• **TASK ITEM**: Each line of the data below from the one holding "Each instance of the beige" to the one holding "Each instance of the gable receives", inclusive, is to be reproduced exactly; no other line belongs in the answer.

Collected data:
--

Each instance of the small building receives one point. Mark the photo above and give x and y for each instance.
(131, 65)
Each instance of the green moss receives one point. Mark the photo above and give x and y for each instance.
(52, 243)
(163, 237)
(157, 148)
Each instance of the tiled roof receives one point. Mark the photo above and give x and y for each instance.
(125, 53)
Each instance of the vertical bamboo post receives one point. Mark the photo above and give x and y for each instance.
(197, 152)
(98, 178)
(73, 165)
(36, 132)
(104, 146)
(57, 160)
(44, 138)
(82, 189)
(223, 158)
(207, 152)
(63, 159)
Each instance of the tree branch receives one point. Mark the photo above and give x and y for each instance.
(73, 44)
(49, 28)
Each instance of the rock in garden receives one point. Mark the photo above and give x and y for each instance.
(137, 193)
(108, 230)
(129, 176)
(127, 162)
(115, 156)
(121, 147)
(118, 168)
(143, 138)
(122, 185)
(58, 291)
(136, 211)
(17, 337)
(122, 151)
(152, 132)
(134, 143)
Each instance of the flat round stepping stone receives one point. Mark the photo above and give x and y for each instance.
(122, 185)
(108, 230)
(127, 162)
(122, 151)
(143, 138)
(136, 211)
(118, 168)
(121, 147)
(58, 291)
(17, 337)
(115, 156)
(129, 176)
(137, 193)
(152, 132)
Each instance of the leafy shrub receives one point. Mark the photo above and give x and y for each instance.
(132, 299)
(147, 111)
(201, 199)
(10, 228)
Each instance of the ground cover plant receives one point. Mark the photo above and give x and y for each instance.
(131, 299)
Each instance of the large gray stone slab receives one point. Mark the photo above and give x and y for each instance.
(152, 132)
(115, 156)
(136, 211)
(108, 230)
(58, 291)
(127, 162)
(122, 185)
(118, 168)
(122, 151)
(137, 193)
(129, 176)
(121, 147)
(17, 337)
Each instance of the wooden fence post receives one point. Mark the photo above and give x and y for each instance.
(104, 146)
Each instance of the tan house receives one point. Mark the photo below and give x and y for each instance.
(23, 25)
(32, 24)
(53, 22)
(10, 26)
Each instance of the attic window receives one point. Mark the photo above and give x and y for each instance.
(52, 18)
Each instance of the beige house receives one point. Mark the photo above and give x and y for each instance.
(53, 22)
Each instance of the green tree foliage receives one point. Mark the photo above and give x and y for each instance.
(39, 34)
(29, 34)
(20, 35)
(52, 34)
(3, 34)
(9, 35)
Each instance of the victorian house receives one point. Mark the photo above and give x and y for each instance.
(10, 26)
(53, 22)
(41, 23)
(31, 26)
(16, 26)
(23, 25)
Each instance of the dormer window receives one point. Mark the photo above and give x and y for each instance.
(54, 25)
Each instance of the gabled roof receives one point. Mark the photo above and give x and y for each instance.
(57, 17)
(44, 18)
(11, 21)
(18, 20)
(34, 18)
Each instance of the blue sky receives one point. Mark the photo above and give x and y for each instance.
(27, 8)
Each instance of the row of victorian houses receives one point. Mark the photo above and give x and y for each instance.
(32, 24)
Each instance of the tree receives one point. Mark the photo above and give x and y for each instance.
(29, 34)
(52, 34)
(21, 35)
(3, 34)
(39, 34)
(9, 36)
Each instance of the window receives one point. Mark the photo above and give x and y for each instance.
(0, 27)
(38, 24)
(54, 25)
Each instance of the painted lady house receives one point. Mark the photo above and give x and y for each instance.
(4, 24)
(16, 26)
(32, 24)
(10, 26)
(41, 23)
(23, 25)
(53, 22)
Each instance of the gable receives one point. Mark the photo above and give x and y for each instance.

--

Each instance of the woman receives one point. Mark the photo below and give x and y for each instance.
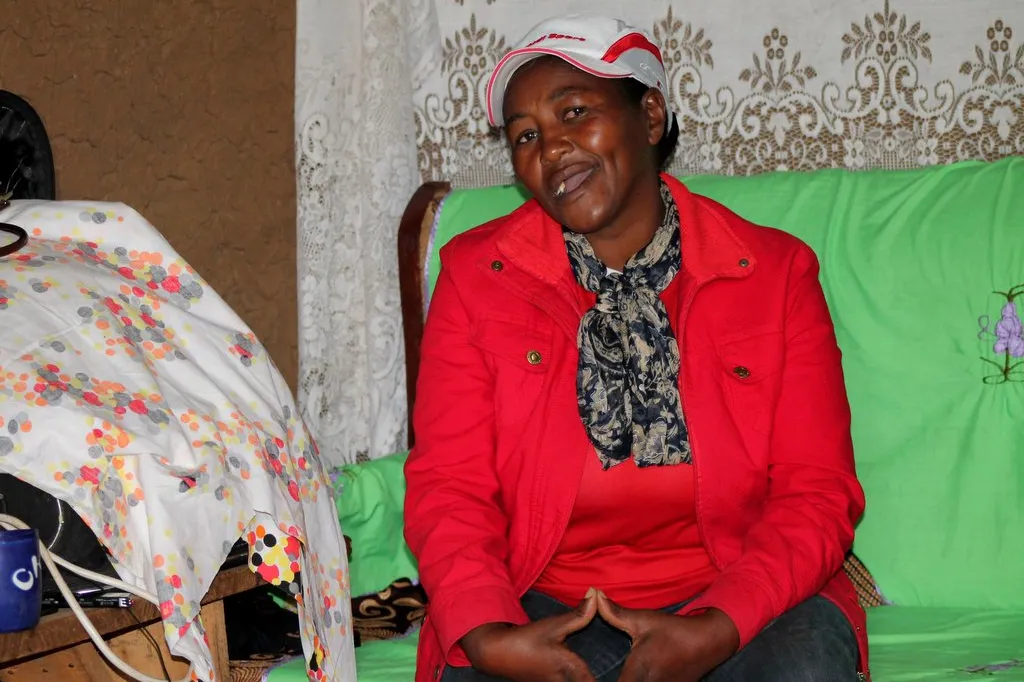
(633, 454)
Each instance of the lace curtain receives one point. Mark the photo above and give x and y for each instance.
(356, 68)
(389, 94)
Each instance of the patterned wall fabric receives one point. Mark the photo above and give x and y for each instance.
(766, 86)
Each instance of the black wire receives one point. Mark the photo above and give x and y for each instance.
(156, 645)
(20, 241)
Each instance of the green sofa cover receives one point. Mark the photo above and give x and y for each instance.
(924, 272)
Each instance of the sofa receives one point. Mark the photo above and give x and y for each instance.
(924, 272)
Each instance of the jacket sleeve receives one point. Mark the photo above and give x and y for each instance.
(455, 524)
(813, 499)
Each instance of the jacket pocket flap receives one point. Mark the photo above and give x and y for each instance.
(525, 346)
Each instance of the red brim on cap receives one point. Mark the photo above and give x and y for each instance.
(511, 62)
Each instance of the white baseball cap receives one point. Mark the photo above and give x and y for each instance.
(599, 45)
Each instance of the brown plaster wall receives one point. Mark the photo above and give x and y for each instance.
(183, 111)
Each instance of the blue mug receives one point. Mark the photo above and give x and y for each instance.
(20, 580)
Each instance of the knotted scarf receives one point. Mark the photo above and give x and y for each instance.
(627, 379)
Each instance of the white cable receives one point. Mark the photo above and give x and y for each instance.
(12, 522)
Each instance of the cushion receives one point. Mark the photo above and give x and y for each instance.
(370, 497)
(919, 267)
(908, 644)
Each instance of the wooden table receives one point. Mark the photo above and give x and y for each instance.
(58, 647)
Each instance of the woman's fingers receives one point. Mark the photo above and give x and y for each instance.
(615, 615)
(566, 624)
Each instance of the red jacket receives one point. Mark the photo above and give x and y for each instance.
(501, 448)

--

• **ANSWER AREA**:
Each instance of the beige house receives one point. Mark the photo above and give x and y for each instance.
(53, 22)
Each instance of the green tree foliage receives one point. Mark the photo above and give x and y for each instance.
(39, 34)
(29, 34)
(20, 35)
(52, 34)
(3, 34)
(9, 35)
Each instance of the victorian house receives one point. Mark the photo above and give x and y for each instance.
(10, 26)
(53, 22)
(41, 23)
(31, 26)
(16, 26)
(23, 25)
Each instance of the dormer window receives one point. Mark the photo above and give x and y for each instance.
(54, 25)
Each instance of the gabled roof receives one point. Mark the photo above and give x and y for each instance.
(57, 17)
(44, 18)
(11, 21)
(18, 20)
(34, 18)
Each instance of the blue sky receives one point. Mark the photo above and give x and y for each instance.
(27, 8)
Each instance of the row of victorian houses receives one point. Mark the photo above and give x and y for each instance.
(32, 24)
Each instance of the tree receives one point. Mark the photo above and give x and y for each instance.
(29, 34)
(52, 34)
(21, 35)
(3, 34)
(39, 34)
(9, 36)
Each instance of the window receives one point. Mark the photo above and give x and y for each instance.
(0, 27)
(38, 24)
(54, 25)
Each instance of the painted lady house receives one point. Mark the photo above and give x and y for each instance.
(4, 24)
(16, 26)
(32, 24)
(10, 26)
(41, 23)
(23, 25)
(53, 22)
Each instance of the gable receives one point. Mark the photo above and give x and y for each instance.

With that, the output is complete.